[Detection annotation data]
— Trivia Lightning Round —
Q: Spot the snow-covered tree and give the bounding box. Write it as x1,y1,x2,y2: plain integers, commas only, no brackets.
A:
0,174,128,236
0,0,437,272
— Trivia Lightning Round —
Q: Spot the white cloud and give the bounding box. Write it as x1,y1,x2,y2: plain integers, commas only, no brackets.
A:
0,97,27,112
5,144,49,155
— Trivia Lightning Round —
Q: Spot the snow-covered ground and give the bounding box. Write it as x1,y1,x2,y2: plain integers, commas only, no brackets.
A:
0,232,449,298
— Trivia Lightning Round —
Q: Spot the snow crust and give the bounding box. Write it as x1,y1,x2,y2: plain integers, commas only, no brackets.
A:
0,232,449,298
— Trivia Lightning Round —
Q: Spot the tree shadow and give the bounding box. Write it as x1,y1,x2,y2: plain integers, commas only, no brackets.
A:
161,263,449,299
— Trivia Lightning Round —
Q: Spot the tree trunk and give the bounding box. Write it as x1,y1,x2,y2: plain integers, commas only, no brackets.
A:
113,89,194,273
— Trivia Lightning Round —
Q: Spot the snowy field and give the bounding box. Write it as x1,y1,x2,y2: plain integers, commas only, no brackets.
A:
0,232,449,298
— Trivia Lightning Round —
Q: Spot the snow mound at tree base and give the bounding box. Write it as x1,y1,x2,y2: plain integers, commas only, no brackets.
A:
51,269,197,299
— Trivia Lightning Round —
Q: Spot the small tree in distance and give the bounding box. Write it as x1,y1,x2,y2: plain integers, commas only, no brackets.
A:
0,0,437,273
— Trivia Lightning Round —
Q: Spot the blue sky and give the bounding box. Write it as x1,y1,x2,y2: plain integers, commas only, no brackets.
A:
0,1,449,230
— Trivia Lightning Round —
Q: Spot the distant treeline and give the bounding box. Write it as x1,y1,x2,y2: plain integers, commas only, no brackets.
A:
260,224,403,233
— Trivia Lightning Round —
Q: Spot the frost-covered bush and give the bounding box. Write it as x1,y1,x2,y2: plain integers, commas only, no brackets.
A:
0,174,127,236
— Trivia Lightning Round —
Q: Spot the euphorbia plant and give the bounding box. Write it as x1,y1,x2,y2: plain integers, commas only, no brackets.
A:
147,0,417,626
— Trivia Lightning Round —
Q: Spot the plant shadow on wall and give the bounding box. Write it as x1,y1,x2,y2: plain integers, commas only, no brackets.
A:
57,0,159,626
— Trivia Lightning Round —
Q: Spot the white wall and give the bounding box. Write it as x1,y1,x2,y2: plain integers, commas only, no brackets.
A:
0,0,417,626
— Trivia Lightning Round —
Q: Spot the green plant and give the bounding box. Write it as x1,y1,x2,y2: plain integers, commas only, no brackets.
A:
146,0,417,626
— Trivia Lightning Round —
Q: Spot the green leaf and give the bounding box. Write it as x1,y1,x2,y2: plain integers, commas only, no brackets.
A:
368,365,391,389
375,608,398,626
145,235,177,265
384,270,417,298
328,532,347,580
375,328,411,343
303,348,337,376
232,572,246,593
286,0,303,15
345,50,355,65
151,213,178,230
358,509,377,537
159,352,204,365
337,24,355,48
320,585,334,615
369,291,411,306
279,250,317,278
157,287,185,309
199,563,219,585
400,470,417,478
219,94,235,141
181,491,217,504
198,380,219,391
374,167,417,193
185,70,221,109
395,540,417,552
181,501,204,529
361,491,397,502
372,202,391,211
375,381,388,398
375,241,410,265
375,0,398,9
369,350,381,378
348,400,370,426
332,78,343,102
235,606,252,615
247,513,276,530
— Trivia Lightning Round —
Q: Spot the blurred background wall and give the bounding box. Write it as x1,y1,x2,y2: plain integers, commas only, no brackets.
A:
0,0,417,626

TASK DIRECTIONS: Reproduce everything from the first line of the data down through the line containing "5,144,49,155", both ends included and requests kept, but offset every bounding-box coordinate in the answers by adding 114.

EXERCISE RESPONSE:
— Trivia Lightning Round —
Q: Spot the snow-covered tree and give the bounding box. Write it as x1,y1,x2,y2: plain integers, commas only, no brackets.
A:
114,288,242,350
114,114,551,386
— Trivia Lightning Round —
Q: Spot the white cloud and give the bounding box. Write it as x1,y1,x2,y2: plain integers, commas only, no brackets.
A:
114,211,141,226
119,258,163,269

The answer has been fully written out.